══ The data ══
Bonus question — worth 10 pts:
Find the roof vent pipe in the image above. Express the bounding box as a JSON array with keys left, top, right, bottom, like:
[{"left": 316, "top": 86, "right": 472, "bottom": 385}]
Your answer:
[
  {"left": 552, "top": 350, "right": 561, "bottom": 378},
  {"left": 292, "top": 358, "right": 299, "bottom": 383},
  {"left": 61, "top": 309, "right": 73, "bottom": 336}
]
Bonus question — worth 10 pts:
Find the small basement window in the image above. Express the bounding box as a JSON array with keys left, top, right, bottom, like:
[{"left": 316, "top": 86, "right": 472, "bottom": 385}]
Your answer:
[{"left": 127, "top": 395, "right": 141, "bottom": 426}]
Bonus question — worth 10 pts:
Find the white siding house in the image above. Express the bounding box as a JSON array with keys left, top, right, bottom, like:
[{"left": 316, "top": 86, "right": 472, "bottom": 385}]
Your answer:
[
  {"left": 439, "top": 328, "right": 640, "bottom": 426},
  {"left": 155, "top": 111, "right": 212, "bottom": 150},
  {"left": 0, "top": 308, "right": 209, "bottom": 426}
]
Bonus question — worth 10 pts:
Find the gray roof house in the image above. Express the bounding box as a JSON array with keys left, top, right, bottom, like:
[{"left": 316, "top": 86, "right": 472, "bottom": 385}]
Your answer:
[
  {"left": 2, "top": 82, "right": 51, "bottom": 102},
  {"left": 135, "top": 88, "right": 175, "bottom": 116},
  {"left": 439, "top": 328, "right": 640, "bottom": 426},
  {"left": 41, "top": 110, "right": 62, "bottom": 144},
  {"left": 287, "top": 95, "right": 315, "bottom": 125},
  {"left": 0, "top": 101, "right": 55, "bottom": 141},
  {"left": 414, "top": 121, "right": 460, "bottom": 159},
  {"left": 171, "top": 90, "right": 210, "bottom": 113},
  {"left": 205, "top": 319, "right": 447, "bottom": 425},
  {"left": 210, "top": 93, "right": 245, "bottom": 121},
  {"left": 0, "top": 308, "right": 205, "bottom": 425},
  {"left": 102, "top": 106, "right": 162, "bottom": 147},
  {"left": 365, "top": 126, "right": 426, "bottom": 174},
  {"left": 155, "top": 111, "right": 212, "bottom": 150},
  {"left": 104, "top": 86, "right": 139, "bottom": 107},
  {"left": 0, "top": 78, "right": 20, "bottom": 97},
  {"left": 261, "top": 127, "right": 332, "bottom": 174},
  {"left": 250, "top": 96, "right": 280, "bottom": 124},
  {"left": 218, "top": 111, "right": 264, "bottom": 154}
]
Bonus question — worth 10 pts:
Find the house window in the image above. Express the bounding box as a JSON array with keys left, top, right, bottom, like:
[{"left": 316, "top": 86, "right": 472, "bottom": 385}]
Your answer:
═══
Write each line of the data down again exactly as it reads.

> Response
Bonus question — worth 10 pts:
Find the roof vent pipe in the image above. Express the bounding box as a JSON array with keys left, top, right, bottom, like:
[{"left": 316, "top": 86, "right": 472, "bottom": 385}]
Your answer:
[
  {"left": 552, "top": 350, "right": 561, "bottom": 378},
  {"left": 292, "top": 358, "right": 299, "bottom": 383},
  {"left": 61, "top": 309, "right": 73, "bottom": 336}
]
Bonus question — worth 10 pts:
Find the small basement window in the image above. Express the bounding box as a JSON array with keys left, top, right, bottom, like:
[{"left": 316, "top": 86, "right": 472, "bottom": 385}]
Your answer:
[{"left": 127, "top": 395, "right": 141, "bottom": 426}]
Bonus question — worth 10 pts:
Find the white siding house in the image above. Express the bounding box as a JSON array with keys left, top, right, bottom, like:
[{"left": 316, "top": 86, "right": 472, "bottom": 385}]
Your answer:
[
  {"left": 439, "top": 328, "right": 640, "bottom": 426},
  {"left": 155, "top": 111, "right": 212, "bottom": 150},
  {"left": 0, "top": 308, "right": 209, "bottom": 426}
]
Bonus question — worth 10 pts:
Find the gray roof house in the image above. Express the bounding box as a JSON array with keys left, top, right, bottom, like:
[{"left": 316, "top": 86, "right": 472, "bottom": 385}]
Your answer:
[
  {"left": 2, "top": 82, "right": 51, "bottom": 102},
  {"left": 135, "top": 88, "right": 175, "bottom": 116},
  {"left": 439, "top": 328, "right": 640, "bottom": 426},
  {"left": 41, "top": 110, "right": 62, "bottom": 144},
  {"left": 287, "top": 95, "right": 315, "bottom": 125},
  {"left": 0, "top": 101, "right": 55, "bottom": 141},
  {"left": 414, "top": 121, "right": 460, "bottom": 159},
  {"left": 171, "top": 90, "right": 210, "bottom": 113},
  {"left": 205, "top": 319, "right": 447, "bottom": 425},
  {"left": 210, "top": 93, "right": 245, "bottom": 121},
  {"left": 0, "top": 308, "right": 205, "bottom": 425},
  {"left": 102, "top": 106, "right": 162, "bottom": 147},
  {"left": 365, "top": 126, "right": 426, "bottom": 174},
  {"left": 155, "top": 111, "right": 212, "bottom": 150},
  {"left": 104, "top": 86, "right": 139, "bottom": 107},
  {"left": 0, "top": 78, "right": 20, "bottom": 97},
  {"left": 261, "top": 127, "right": 332, "bottom": 174},
  {"left": 250, "top": 96, "right": 280, "bottom": 124},
  {"left": 218, "top": 111, "right": 264, "bottom": 154}
]
Bonus question — worth 10 pts:
Find the house window in the image above. Express the bounding box as a JSON array with keys left, top, right, bottom, like:
[{"left": 316, "top": 86, "right": 472, "bottom": 385}]
Your answer:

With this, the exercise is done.